▶ _LISTA DE TAREFAS_:
1. No relato sobre a entrada na ECA, em que rua ficava a república feminina onde se encontrou vaga?
2. Escreva a continuação do relato sobre a entrada na ECA a partir do ponto em que ele termina.

▶ _TEXTO DE ORIGEM_:
------------------------------

Eu gostava de cantar, sou formada em piano e até era crooner (haha, os jovens não vão entender a expressão) de uma banda só de meninos (descontando a minha pessoa) que concorria em festivais do interior paulista. Mas isso não ia dar muito certo, porque a vocação musical dos meus dois irmãos mais velhos me ensinou desde sempre que meus ouvidos são cegos para notas, coitados.
Mas no que eu me achava boa? Em escrever. Pensei que o que dava para fazer com isso era jornalismo. Então, fui parar na ECA por simples eliminação.
Meu pai não gostou nada da ideia de a caçula ser a primeira a sair de casa, aos 17 anos. Minha mãe não se deu por vencida. Pegou um Cometa comigo, e lá fomos nós, Anhanguera afora, fazer a matrícula e abrir uma conta no Banespa, com a assinatura dela me autorizando a fazer as movimentações.
Alguns dias depois encontrei vaga em uma velha república feminina na rua Pirajussara, aquela do Rei das Batidas, quase na esquina com a Vital Brasil. A regra era que ali moravam sempre seis meninas. Quem saía tinha de encontrar uma substituta. Esse ciclo deve ter começado no fim dos anos 60. O único eletrodoméstico presente era um frigobar. Um pedaço de espuma fazia as vezes de sofá, e a decoração eram penas de pavão. Para mim, aquilo era um palácio, mas meu pai me deixou lá ensopado em lágrimas. Achei a emoção paterna muito fofa, mas não entendi por que ele não tinha gostado.
Liberdade era o que a ECA me trazia. Não entendi nada do novo curso. Era tudo estranho, sem sentido. Mas adorei e devagar fui entendendo como funcionavam aquelas novas disciplinas. No fim do primeiro ano, prestei vestibular de novo e entrei no curso de História, que fiz, junto com o de Jornalismo, por dois anos. Minha vida era o campus.

------------------------------

▶ _SEÇÃO DE DADOS_:
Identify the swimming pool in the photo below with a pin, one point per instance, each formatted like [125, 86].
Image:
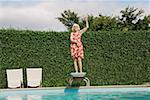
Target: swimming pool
[96, 93]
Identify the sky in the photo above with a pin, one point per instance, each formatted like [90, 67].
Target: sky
[42, 14]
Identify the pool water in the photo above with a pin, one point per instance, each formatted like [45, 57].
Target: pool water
[77, 94]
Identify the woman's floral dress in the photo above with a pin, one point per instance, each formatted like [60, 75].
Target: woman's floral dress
[76, 45]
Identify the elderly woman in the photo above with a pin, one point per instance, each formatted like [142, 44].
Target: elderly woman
[76, 46]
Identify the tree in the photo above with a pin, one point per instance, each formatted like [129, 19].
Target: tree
[129, 17]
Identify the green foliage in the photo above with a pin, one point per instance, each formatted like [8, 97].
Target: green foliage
[110, 57]
[104, 23]
[130, 19]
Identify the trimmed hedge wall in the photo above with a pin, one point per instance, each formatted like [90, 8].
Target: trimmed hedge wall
[110, 57]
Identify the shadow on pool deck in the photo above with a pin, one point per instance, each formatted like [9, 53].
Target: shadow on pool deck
[71, 90]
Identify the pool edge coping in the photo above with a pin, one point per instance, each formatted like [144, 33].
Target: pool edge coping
[80, 87]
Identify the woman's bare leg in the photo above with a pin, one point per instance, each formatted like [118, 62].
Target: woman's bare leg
[75, 65]
[80, 64]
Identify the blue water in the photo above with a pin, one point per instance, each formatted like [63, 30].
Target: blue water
[78, 94]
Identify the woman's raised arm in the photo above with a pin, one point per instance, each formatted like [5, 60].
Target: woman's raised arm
[87, 26]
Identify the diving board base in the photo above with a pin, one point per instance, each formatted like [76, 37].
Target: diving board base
[79, 77]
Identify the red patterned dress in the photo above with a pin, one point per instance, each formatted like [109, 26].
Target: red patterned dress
[76, 45]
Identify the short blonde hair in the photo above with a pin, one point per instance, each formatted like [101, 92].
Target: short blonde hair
[75, 25]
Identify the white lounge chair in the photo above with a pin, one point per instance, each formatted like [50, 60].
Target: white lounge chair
[34, 77]
[14, 78]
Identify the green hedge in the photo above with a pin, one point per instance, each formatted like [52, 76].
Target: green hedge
[110, 57]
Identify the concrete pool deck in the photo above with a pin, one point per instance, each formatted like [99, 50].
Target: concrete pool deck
[80, 87]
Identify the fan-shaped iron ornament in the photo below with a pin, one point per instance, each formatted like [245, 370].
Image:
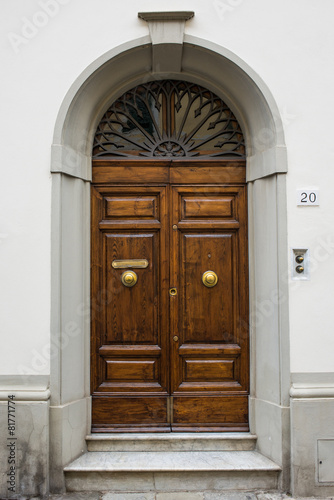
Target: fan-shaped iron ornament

------------------------------

▶ _RESPOSTAS POR TAREFA_:
1. Na rua Pirajussara, quase na esquina com a Vital Brasil.

2.
No fim do primeiro semestre, inauguramos nossa turmequice com um churrasco memorável. E nunca mais paramos de ser uma turma. Descobrimos a vida adulta juntos e seguimos juntos pro que der e vier há quase 40 anos.
A escolha do jornalismo, feita ao acaso, acabou dando muito certo. Eu não teria sido mais feliz em qualquer outra profissão. Em 35 anos, já fiz “de um tudo”, mas me vejo sempre como repórter. Foram 18 na grande imprensa, e o resto dividido entre vida corporativa e assessoria de comunicação.
De um jeito ou de outro, vivo de escrever. Espremendo bem, essa é minha atividade essencial. Reúno e organizo informações dispersas em textos. Fui expandindo a prática para o inglês e o espanhol. Sei lá, sai.
Um detalhe é que os dez anos de piano me deixaram de herança uma grande velocidade de digitação. Desde meus 7 anos, tenho sempre um teclado à minha frente. Primeiro, foi o de notas. Depois, o de letras, começando com as máquinas de escrever e depois pulando para todos os tipos de computador. Não consigo imaginar a minha vida sem essa companhia.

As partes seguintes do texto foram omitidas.